**EXERCISE DETAILS:** Display every line of the entries below that contains the word "stone". Matching is case-sensitive.

[Object position labeling entries]
-- Begin --

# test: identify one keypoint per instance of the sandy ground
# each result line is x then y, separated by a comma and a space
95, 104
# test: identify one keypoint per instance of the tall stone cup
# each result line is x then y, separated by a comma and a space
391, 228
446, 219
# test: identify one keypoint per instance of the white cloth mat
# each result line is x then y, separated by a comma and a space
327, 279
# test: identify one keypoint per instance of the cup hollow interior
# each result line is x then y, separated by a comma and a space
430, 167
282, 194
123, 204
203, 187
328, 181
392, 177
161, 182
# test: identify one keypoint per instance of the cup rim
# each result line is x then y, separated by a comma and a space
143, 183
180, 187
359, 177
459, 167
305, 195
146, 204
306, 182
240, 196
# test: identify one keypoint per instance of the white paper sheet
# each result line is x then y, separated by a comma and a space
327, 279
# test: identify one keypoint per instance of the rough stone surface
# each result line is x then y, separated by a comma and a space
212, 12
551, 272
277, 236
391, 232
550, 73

-- End --
-- Begin --

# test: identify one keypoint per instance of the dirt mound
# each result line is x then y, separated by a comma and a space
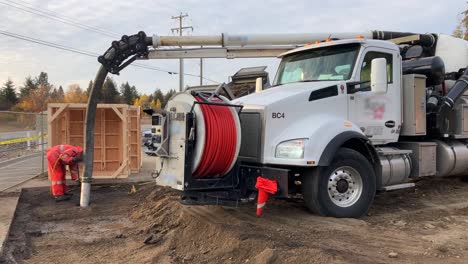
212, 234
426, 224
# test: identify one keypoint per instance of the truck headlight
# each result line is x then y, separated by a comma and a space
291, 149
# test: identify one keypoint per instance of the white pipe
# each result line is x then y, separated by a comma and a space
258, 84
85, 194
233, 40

-- End --

**ANSWER TO THE PROBLEM:**
# test: identify one keypoint per instance of the tall stone cup
# test: identify one keypoint per instance of the rough stone surface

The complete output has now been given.